--- BEGIN ---
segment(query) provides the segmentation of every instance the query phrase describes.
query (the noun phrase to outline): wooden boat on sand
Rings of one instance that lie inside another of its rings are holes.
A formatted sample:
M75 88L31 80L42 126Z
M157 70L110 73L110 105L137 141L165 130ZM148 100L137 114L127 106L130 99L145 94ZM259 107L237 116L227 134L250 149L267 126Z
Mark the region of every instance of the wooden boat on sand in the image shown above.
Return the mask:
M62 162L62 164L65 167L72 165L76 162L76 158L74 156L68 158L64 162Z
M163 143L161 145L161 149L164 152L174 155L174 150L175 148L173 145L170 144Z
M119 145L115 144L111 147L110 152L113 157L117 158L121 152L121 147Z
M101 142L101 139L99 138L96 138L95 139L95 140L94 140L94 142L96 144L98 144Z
--- END ---
EXERCISE AIM:
Can you copy each of the records above line for line, changing nothing?

ANSWER TO THIS EXERCISE:
segment(query) provides the segmentation of every instance the query phrase describes.
query (the noun phrase to outline): wooden boat on sand
Rings of one instance that lie inside another of its rings are holes.
A formatted sample:
M75 88L31 80L42 126Z
M157 70L110 73L110 105L137 141L165 130ZM148 100L137 114L127 106L130 99L145 94ZM259 107L237 116L227 134L250 149L267 126Z
Mark the region of every instance of the wooden boat on sand in the image shown above.
Return the mask:
M62 162L62 164L65 167L72 165L76 162L76 158L74 156L68 158L64 162Z
M163 143L161 145L161 149L164 152L174 155L174 150L175 148L173 145L170 144Z
M119 145L115 144L111 147L110 152L113 157L117 158L121 152L121 147Z
M101 142L101 139L99 138L96 138L95 139L95 140L94 140L94 142L96 144L98 144Z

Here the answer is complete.